TASK DETAILS
From the first line to the last, output the entries exactly.

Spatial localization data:

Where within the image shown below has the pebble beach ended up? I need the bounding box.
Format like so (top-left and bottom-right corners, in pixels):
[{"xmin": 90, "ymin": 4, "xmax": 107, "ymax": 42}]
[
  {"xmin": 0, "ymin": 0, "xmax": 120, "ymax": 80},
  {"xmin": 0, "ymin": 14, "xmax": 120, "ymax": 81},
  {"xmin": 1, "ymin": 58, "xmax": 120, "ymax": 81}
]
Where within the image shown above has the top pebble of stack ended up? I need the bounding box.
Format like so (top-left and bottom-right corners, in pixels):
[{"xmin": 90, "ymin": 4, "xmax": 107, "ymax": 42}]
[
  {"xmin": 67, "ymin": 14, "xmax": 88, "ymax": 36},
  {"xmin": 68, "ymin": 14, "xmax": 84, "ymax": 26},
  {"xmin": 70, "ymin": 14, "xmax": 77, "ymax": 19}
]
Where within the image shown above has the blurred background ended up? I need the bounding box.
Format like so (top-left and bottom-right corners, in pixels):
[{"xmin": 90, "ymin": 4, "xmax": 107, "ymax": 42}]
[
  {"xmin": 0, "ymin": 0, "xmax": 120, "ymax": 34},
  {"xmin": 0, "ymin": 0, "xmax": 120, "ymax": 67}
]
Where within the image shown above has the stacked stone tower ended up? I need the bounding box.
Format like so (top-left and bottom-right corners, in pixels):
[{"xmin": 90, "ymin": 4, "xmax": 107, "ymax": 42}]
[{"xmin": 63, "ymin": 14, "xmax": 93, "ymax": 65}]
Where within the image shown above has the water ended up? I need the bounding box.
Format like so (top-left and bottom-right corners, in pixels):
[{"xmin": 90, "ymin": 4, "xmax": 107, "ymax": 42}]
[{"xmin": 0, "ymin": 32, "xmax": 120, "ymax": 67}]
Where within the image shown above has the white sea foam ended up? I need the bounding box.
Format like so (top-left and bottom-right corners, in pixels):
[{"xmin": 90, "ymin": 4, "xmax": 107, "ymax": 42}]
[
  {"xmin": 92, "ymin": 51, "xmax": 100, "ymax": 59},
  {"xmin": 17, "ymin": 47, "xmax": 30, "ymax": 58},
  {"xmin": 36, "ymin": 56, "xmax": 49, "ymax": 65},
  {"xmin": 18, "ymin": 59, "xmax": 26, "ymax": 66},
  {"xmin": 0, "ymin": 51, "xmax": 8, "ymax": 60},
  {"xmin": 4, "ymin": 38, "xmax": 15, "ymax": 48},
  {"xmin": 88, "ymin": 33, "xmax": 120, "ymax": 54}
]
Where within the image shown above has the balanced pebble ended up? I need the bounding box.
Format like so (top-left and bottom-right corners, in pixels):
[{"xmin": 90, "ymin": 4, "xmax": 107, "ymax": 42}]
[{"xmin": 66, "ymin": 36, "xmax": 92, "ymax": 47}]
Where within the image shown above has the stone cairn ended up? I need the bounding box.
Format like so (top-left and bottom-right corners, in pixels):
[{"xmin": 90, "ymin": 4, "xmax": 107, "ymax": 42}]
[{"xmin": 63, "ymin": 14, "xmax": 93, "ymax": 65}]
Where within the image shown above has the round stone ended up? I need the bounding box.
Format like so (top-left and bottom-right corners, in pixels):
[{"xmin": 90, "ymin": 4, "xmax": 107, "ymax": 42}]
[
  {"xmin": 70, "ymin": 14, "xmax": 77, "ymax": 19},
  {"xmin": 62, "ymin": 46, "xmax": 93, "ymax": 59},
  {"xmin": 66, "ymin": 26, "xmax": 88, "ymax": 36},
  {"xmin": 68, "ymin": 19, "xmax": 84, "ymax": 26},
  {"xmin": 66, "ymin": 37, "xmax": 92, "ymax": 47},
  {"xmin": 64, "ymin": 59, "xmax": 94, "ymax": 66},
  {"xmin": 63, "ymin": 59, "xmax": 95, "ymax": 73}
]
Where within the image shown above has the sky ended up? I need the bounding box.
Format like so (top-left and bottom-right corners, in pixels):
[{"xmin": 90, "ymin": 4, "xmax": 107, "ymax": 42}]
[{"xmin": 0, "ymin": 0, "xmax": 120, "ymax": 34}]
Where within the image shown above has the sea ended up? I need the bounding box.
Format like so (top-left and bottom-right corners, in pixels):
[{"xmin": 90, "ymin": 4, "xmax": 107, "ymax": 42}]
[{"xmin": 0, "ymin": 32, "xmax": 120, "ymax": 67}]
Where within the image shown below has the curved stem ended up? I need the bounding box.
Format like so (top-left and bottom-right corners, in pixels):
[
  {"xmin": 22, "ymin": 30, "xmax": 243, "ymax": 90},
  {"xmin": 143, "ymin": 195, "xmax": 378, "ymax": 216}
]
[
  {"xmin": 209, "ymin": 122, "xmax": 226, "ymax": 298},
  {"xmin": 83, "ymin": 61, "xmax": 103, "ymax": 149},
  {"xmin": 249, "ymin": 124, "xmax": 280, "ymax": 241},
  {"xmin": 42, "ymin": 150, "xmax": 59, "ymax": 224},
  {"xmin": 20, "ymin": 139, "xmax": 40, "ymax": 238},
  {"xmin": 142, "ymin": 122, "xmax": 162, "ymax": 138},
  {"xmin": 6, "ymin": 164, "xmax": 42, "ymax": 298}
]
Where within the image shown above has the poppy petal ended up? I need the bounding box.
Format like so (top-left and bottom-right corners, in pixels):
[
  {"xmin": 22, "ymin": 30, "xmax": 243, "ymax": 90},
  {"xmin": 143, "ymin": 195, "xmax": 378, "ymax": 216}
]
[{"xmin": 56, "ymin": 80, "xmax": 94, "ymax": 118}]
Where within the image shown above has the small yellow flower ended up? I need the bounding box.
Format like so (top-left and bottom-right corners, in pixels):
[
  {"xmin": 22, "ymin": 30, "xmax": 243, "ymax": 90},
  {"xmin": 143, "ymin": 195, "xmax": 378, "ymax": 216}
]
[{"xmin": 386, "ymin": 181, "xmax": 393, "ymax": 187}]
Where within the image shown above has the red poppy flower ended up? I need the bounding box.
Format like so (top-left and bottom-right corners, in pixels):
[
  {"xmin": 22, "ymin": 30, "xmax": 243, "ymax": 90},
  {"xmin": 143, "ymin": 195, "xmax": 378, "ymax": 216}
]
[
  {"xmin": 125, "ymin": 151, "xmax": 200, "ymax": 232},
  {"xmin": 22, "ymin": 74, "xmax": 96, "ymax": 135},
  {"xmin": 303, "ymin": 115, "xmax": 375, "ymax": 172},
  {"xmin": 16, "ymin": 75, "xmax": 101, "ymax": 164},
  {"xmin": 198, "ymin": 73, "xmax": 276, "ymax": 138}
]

RESULT BELOW
Where within the image shown below has the pebble beach ended up? I need the bounding box.
Format like so (top-left and bottom-right corners, in pixels):
[{"xmin": 90, "ymin": 4, "xmax": 107, "ymax": 42}]
[
  {"xmin": 0, "ymin": 0, "xmax": 120, "ymax": 80},
  {"xmin": 0, "ymin": 14, "xmax": 120, "ymax": 81},
  {"xmin": 1, "ymin": 58, "xmax": 120, "ymax": 81}
]
Where within the image shown above has the top pebble of stack ended up? I need the bounding box.
Format like so (top-left and bottom-right corners, in pixels):
[{"xmin": 90, "ymin": 4, "xmax": 107, "ymax": 42}]
[
  {"xmin": 67, "ymin": 14, "xmax": 88, "ymax": 36},
  {"xmin": 68, "ymin": 14, "xmax": 84, "ymax": 26},
  {"xmin": 70, "ymin": 14, "xmax": 77, "ymax": 19}
]
Where within the image shown above has the blurred background ended up? I need the bounding box.
Format like so (top-left and bottom-right corners, in pixels):
[{"xmin": 90, "ymin": 4, "xmax": 107, "ymax": 42}]
[
  {"xmin": 0, "ymin": 0, "xmax": 120, "ymax": 34},
  {"xmin": 0, "ymin": 0, "xmax": 120, "ymax": 67}
]
Where within the image shown above has the stacked stone tower ended up? I need the bounding box.
Format like so (top-left and bottom-right corners, in pixels):
[{"xmin": 90, "ymin": 4, "xmax": 107, "ymax": 42}]
[{"xmin": 63, "ymin": 14, "xmax": 93, "ymax": 65}]
Where within the image shown above has the water ended up? I need the bounding box.
Format like so (top-left and bottom-right corners, in pixels):
[{"xmin": 90, "ymin": 4, "xmax": 107, "ymax": 42}]
[{"xmin": 0, "ymin": 32, "xmax": 120, "ymax": 67}]
Where within the image shown above has the white sea foam ended up? I need the bounding box.
Format like so (top-left and bottom-right corners, in pixels):
[{"xmin": 90, "ymin": 4, "xmax": 107, "ymax": 42}]
[
  {"xmin": 92, "ymin": 51, "xmax": 100, "ymax": 59},
  {"xmin": 17, "ymin": 47, "xmax": 30, "ymax": 58},
  {"xmin": 36, "ymin": 56, "xmax": 49, "ymax": 65},
  {"xmin": 18, "ymin": 59, "xmax": 26, "ymax": 66},
  {"xmin": 0, "ymin": 51, "xmax": 8, "ymax": 60},
  {"xmin": 4, "ymin": 38, "xmax": 15, "ymax": 48},
  {"xmin": 88, "ymin": 33, "xmax": 120, "ymax": 54}
]
Where within the image shown above has the balanced pebble ended up? I need the bounding box.
Format like so (top-left and bottom-right corners, in pixels):
[{"xmin": 90, "ymin": 4, "xmax": 107, "ymax": 42}]
[{"xmin": 66, "ymin": 36, "xmax": 92, "ymax": 47}]
Where within the image shown above has the stone cairn ended up? I need the bounding box.
Format like so (top-left and bottom-right corners, in pixels):
[{"xmin": 90, "ymin": 4, "xmax": 107, "ymax": 42}]
[{"xmin": 63, "ymin": 14, "xmax": 93, "ymax": 65}]
Where within the image shown above has the round stone ended up? I need the bounding box.
Format like so (top-left and bottom-right corners, in pixels):
[{"xmin": 90, "ymin": 4, "xmax": 107, "ymax": 42}]
[
  {"xmin": 70, "ymin": 14, "xmax": 77, "ymax": 19},
  {"xmin": 62, "ymin": 46, "xmax": 93, "ymax": 59},
  {"xmin": 66, "ymin": 26, "xmax": 88, "ymax": 36},
  {"xmin": 68, "ymin": 19, "xmax": 84, "ymax": 26},
  {"xmin": 66, "ymin": 37, "xmax": 92, "ymax": 47},
  {"xmin": 64, "ymin": 59, "xmax": 94, "ymax": 66},
  {"xmin": 63, "ymin": 59, "xmax": 95, "ymax": 73}
]
Where within the image shown above has the sky ended up? I need the bounding box.
Format like so (top-left and bottom-right corners, in pixels):
[{"xmin": 90, "ymin": 4, "xmax": 107, "ymax": 42}]
[{"xmin": 0, "ymin": 0, "xmax": 120, "ymax": 34}]
Where within the image shown above has the sea ended up? I need the bounding box.
Format like so (top-left and bottom-right corners, in pixels):
[{"xmin": 90, "ymin": 4, "xmax": 107, "ymax": 42}]
[{"xmin": 0, "ymin": 32, "xmax": 120, "ymax": 67}]
Where within the image shown below has the curved stem ended up? I need the bounding box.
Format like so (top-left and bottom-right corners, in pixels):
[
  {"xmin": 22, "ymin": 30, "xmax": 243, "ymax": 90},
  {"xmin": 143, "ymin": 195, "xmax": 378, "ymax": 216}
]
[
  {"xmin": 209, "ymin": 122, "xmax": 226, "ymax": 298},
  {"xmin": 83, "ymin": 61, "xmax": 103, "ymax": 149},
  {"xmin": 249, "ymin": 124, "xmax": 280, "ymax": 241},
  {"xmin": 42, "ymin": 150, "xmax": 59, "ymax": 224},
  {"xmin": 20, "ymin": 139, "xmax": 40, "ymax": 238},
  {"xmin": 142, "ymin": 122, "xmax": 162, "ymax": 138},
  {"xmin": 6, "ymin": 164, "xmax": 42, "ymax": 298}
]
Where within the image shown above has the poppy petal ended up? I need the bounding box.
Format like so (top-left and bottom-right corners, in pixels):
[
  {"xmin": 22, "ymin": 30, "xmax": 243, "ymax": 90},
  {"xmin": 143, "ymin": 195, "xmax": 378, "ymax": 216}
]
[{"xmin": 56, "ymin": 80, "xmax": 94, "ymax": 118}]
Where within the image shown above has the small yellow flower ended up? I need the bounding box.
Format like so (top-left and bottom-right corners, in pixels):
[
  {"xmin": 22, "ymin": 30, "xmax": 243, "ymax": 90},
  {"xmin": 143, "ymin": 195, "xmax": 378, "ymax": 216}
]
[{"xmin": 386, "ymin": 181, "xmax": 393, "ymax": 187}]
Where within the image shown above has the red poppy flower ended up? I need the bounding box.
Format like so (top-left and bottom-right corners, in pixels):
[
  {"xmin": 22, "ymin": 30, "xmax": 243, "ymax": 90},
  {"xmin": 143, "ymin": 195, "xmax": 378, "ymax": 216}
]
[
  {"xmin": 125, "ymin": 151, "xmax": 200, "ymax": 232},
  {"xmin": 22, "ymin": 74, "xmax": 96, "ymax": 135},
  {"xmin": 303, "ymin": 115, "xmax": 375, "ymax": 172},
  {"xmin": 16, "ymin": 75, "xmax": 101, "ymax": 164},
  {"xmin": 198, "ymin": 73, "xmax": 276, "ymax": 138}
]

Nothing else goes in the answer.